>> start
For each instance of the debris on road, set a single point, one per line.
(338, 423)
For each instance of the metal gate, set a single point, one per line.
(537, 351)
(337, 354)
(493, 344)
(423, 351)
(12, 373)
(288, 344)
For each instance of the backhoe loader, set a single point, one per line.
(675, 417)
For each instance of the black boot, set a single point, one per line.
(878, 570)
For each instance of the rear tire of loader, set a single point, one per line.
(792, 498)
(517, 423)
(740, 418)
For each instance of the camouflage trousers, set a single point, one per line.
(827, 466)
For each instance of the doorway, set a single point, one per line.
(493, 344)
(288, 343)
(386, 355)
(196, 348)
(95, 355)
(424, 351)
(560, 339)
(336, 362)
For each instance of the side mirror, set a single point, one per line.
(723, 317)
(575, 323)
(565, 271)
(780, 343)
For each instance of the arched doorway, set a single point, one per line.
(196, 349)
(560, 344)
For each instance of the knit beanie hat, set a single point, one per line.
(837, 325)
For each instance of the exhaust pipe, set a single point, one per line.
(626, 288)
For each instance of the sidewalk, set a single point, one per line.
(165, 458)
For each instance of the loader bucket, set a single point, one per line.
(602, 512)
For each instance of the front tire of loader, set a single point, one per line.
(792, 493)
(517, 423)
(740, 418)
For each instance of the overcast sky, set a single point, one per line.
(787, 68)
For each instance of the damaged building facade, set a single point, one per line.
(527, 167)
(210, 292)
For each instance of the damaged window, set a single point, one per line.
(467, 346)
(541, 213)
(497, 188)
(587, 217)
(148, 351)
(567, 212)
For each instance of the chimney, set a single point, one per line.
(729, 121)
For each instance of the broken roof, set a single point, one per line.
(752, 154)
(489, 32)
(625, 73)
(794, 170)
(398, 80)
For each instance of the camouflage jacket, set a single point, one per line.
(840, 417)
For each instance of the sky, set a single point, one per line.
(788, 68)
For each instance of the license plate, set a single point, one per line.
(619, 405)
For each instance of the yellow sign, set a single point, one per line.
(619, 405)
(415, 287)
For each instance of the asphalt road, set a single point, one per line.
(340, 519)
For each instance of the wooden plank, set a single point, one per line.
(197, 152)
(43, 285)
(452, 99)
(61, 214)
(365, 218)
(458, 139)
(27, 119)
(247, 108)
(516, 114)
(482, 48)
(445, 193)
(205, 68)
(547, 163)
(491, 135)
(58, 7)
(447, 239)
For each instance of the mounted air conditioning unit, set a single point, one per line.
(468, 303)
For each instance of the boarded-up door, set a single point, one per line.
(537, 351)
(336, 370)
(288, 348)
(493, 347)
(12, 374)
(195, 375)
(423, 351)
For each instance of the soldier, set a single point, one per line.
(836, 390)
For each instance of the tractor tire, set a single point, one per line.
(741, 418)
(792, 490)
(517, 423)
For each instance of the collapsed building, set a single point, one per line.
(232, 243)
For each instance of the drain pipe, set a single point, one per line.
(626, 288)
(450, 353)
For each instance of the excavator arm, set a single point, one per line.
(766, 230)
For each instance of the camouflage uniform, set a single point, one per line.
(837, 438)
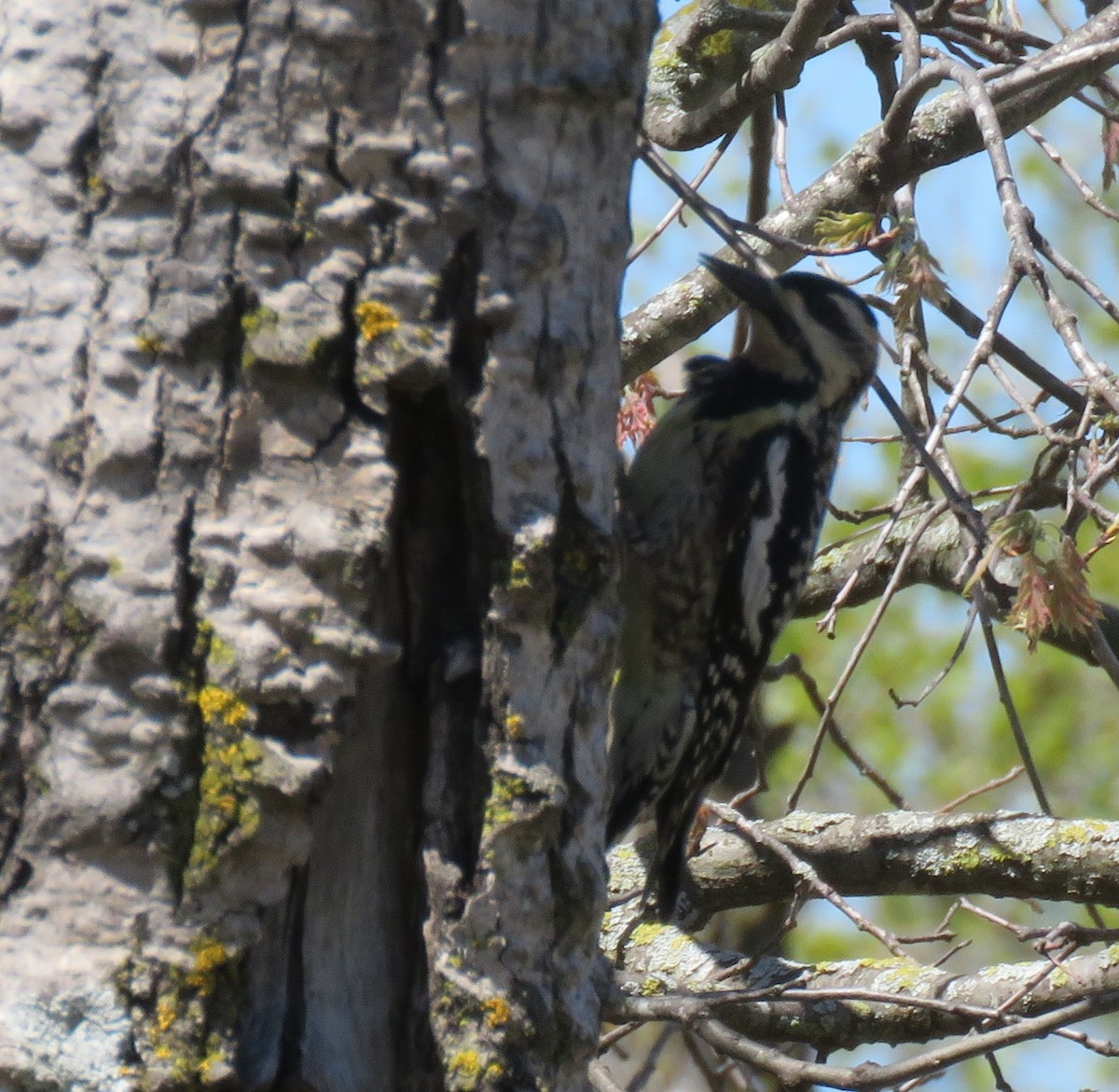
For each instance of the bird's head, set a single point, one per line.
(807, 329)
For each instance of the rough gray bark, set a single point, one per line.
(309, 374)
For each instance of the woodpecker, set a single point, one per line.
(721, 510)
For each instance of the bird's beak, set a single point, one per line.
(750, 287)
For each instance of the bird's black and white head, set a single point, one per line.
(806, 329)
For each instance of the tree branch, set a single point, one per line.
(940, 133)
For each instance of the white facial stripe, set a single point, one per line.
(842, 363)
(756, 580)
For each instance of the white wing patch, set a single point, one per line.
(756, 578)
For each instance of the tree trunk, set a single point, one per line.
(311, 374)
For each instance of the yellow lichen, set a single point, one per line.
(375, 319)
(497, 1012)
(228, 811)
(150, 342)
(465, 1064)
(219, 705)
(210, 955)
(719, 44)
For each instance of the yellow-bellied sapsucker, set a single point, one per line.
(721, 510)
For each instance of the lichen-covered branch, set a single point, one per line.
(937, 560)
(940, 133)
(839, 1005)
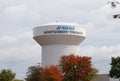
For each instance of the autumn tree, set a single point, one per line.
(34, 73)
(51, 73)
(77, 68)
(115, 67)
(7, 75)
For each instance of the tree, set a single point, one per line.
(7, 75)
(115, 67)
(113, 5)
(17, 80)
(77, 68)
(51, 73)
(34, 73)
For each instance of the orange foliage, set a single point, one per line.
(75, 68)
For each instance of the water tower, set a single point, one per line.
(57, 39)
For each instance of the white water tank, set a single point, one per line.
(58, 39)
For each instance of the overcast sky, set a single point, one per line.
(18, 50)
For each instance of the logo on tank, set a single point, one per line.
(70, 28)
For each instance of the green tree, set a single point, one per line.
(115, 68)
(7, 75)
(77, 68)
(34, 73)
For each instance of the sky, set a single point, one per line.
(18, 50)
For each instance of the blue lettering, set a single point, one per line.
(65, 28)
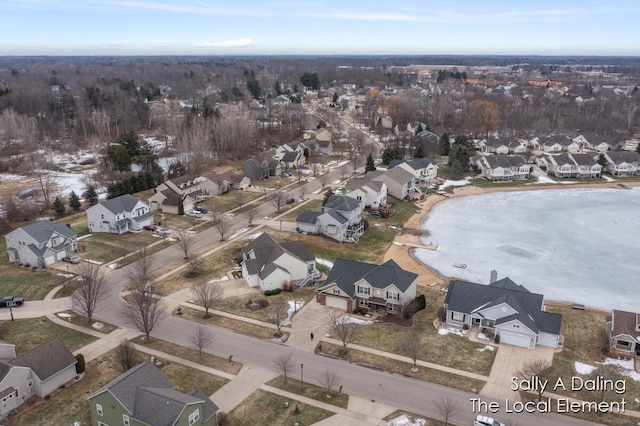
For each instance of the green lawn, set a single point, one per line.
(29, 333)
(26, 282)
(267, 409)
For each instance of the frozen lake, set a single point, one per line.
(576, 245)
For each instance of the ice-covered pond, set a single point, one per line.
(576, 245)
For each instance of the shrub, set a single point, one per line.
(80, 366)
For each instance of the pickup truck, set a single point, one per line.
(10, 301)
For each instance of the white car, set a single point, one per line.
(486, 421)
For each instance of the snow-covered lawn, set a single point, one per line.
(582, 368)
(404, 420)
(324, 262)
(450, 330)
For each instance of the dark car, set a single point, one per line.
(10, 301)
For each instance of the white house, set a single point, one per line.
(271, 264)
(119, 215)
(41, 243)
(503, 308)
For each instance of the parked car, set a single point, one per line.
(10, 301)
(486, 421)
(71, 259)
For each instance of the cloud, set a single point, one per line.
(241, 42)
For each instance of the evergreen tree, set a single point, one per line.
(90, 195)
(370, 167)
(74, 201)
(58, 207)
(327, 194)
(444, 146)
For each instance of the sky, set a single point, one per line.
(296, 27)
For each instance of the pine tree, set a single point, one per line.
(74, 201)
(370, 167)
(90, 195)
(58, 207)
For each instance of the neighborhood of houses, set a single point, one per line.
(502, 310)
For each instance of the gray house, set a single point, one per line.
(39, 371)
(261, 167)
(340, 219)
(503, 308)
(119, 215)
(144, 396)
(41, 243)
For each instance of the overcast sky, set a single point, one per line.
(247, 27)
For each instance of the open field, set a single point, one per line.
(266, 409)
(29, 333)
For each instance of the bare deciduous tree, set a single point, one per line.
(538, 367)
(126, 355)
(446, 406)
(328, 379)
(276, 314)
(344, 329)
(93, 290)
(411, 345)
(285, 364)
(185, 242)
(201, 337)
(206, 295)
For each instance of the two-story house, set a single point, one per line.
(340, 219)
(271, 264)
(41, 243)
(144, 396)
(119, 215)
(369, 287)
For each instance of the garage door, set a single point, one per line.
(515, 339)
(336, 302)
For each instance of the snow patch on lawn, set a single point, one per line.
(625, 367)
(405, 420)
(582, 368)
(324, 262)
(451, 330)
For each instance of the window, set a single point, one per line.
(194, 417)
(457, 316)
(363, 290)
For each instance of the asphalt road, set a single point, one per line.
(406, 393)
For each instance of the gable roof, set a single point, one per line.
(123, 203)
(47, 359)
(345, 273)
(42, 231)
(468, 297)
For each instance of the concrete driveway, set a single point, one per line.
(509, 359)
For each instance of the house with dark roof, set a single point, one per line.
(366, 286)
(41, 243)
(622, 163)
(424, 169)
(503, 308)
(340, 219)
(270, 264)
(144, 396)
(502, 168)
(39, 371)
(623, 330)
(119, 215)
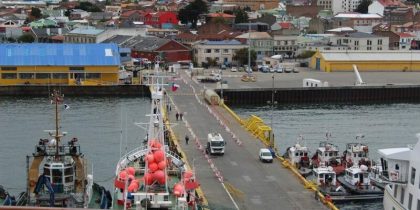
>> end
Which lines in the material contain the word "lawn"? Gather every one of them, copying each line in full.

● Output of the task:
For each instance of the green lawn, set a single point, one per line.
For each instance of the snow-covered lawn, set a single point, one per line.
For each instance of the snow patch on lawn, set a single point, one per line.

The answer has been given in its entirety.